There is a dialectic between the impulse for freedom and the impulse toward submission. Islamic men may have a desire for freedom that they are trying to suppress it, and they project it onto the enemy, the infidels. Likewise, Westerners may have a desire to submit to the will of others—the opposite of the desire for freedom.

Hitler had this dialectic within himself. He felt oppressed by Germany because of the sacrifices that he was required to make” to devote himself entirely to the nation in his role as leader. The fact that he didn’t get married until Germany lost the war is evidence of his devotion. Hitler projected his own desire for freedom onto the Jews. In destroying them, he was fighting his own wish to abandon Germany—to be free of the burden of leading his country. Jews symbolized Hitler’s own wish to separate from Germany.

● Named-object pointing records

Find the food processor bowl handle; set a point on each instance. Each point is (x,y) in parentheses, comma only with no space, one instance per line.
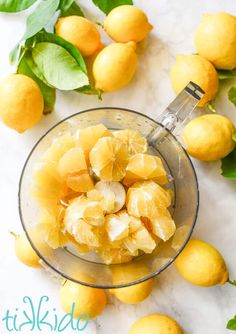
(176,113)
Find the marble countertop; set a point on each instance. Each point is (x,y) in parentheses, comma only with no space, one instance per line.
(198,310)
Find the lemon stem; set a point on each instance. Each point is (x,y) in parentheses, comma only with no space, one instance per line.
(14,234)
(232,282)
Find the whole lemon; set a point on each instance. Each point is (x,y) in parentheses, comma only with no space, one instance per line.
(87,300)
(22,102)
(24,251)
(215,39)
(197,69)
(156,324)
(127,23)
(201,264)
(80,32)
(132,294)
(209,137)
(115,66)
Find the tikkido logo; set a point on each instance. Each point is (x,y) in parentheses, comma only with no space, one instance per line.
(38,317)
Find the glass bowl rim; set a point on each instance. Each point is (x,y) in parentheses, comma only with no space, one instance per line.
(99,286)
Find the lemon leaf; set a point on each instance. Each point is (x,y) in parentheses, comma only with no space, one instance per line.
(232,94)
(107,5)
(59,68)
(69,8)
(228,166)
(44,36)
(49,94)
(234,136)
(226,74)
(13,6)
(40,17)
(231,324)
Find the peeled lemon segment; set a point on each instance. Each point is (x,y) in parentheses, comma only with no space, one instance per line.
(116,227)
(86,209)
(80,183)
(83,234)
(145,167)
(181,235)
(114,255)
(73,161)
(86,138)
(58,148)
(163,226)
(140,240)
(114,195)
(50,226)
(135,141)
(109,158)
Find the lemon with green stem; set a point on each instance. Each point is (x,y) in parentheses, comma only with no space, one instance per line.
(215,39)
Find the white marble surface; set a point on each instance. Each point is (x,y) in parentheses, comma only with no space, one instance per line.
(199,310)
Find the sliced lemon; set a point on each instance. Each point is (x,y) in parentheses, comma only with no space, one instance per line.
(80,183)
(135,141)
(109,158)
(51,227)
(145,167)
(113,192)
(73,161)
(86,138)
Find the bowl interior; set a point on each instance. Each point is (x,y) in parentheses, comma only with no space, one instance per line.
(67,261)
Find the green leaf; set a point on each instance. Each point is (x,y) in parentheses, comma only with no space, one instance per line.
(231,324)
(228,166)
(107,5)
(211,107)
(40,17)
(89,90)
(14,6)
(44,36)
(226,74)
(70,7)
(234,136)
(59,68)
(49,94)
(232,95)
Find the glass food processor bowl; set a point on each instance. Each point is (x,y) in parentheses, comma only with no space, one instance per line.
(67,261)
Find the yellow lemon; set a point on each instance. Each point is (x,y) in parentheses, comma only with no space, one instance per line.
(21,102)
(115,66)
(127,23)
(25,252)
(197,69)
(209,137)
(87,300)
(156,324)
(132,294)
(80,32)
(201,264)
(215,39)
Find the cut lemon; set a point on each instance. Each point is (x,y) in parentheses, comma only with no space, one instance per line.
(109,158)
(116,227)
(73,161)
(86,138)
(80,183)
(113,192)
(135,141)
(145,167)
(51,227)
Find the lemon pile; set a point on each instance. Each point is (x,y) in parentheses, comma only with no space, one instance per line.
(105,192)
(113,66)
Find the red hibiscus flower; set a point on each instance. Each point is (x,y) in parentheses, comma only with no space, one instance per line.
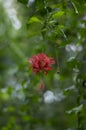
(41,62)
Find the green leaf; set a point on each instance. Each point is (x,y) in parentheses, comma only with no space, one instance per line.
(58,14)
(34,20)
(23,1)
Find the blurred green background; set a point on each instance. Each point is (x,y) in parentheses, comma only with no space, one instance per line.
(57,28)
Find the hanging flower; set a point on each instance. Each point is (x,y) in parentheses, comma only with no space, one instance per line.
(41,86)
(41,62)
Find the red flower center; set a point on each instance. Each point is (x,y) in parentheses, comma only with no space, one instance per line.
(41,62)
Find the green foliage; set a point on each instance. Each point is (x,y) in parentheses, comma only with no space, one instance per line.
(56,28)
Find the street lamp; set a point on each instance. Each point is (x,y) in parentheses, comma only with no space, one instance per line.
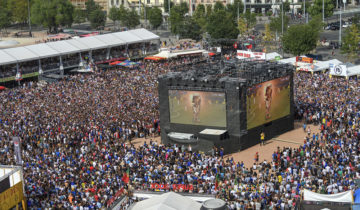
(29,18)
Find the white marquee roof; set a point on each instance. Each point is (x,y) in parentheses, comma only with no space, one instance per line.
(51,49)
(42,50)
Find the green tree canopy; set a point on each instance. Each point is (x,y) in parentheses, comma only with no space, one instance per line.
(132,19)
(233,8)
(276,24)
(177,17)
(286,6)
(218,6)
(90,6)
(199,17)
(250,19)
(166,5)
(316,8)
(97,18)
(190,29)
(79,16)
(350,43)
(155,17)
(221,25)
(300,39)
(52,14)
(114,14)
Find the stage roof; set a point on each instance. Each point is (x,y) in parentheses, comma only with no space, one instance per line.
(57,48)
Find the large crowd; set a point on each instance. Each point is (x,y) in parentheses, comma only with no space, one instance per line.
(76,142)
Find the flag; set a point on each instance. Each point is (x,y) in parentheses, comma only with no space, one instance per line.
(217,181)
(126,176)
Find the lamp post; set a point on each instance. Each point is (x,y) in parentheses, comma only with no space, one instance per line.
(340,29)
(29,18)
(323,11)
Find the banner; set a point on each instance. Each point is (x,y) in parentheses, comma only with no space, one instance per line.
(344,197)
(338,70)
(172,186)
(11,197)
(242,54)
(17,150)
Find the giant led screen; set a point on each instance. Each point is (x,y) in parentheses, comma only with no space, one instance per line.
(268,101)
(197,108)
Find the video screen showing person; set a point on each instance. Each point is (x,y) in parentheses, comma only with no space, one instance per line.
(197,108)
(268,101)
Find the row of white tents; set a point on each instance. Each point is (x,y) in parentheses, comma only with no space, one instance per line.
(66,47)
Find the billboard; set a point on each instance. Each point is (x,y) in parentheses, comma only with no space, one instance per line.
(197,108)
(268,101)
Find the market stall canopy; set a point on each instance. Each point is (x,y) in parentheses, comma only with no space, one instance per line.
(167,201)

● TASK REQUIREMENTS
1. Print the lines of the listing verbatim, starting at the line containing "Find the billboard;" and ending at the end of the listing.
2. Proceed with the passage on freedom and submission, picking up right after its final sentence.
The listing bears no relation to the passage on freedom and submission.

● EXERCISE RESPONSES
1.
Find the billboard; set a point on each instance. Each point is (x,y) in parentheses, comma only with no space, one instance per line.
(197,108)
(268,101)
Find the market stall canopy; set a point on each instance. Each point is (x,y) in parentheses, comma only with no space, one instance per line.
(167,201)

2.
Dougatz argued that civilization is a “mandate.” But Koenigsberg noted that so-called “civilization” can be the source of horrific carnage, as in World War I. An idea can be psychotic and totally wrong even though an entire society embraces it. Diverting massive resources to projects that seem important but are in fact useless is an ancient practice in Western culture. You can have laws and structures that guide your existence (i.e. civilization) without having this thing (the state) that you must die for.

Bloom asked, what are other ways that people can connect and relate to each other if we transcend sacrifice as a bonding mechanism? The Internet empowers us to create new ways of connecting. People have a psychological need to look to the center as something they strive to connect with. But each of us can create our own center rather than looking to the nation as the center and source of meaning.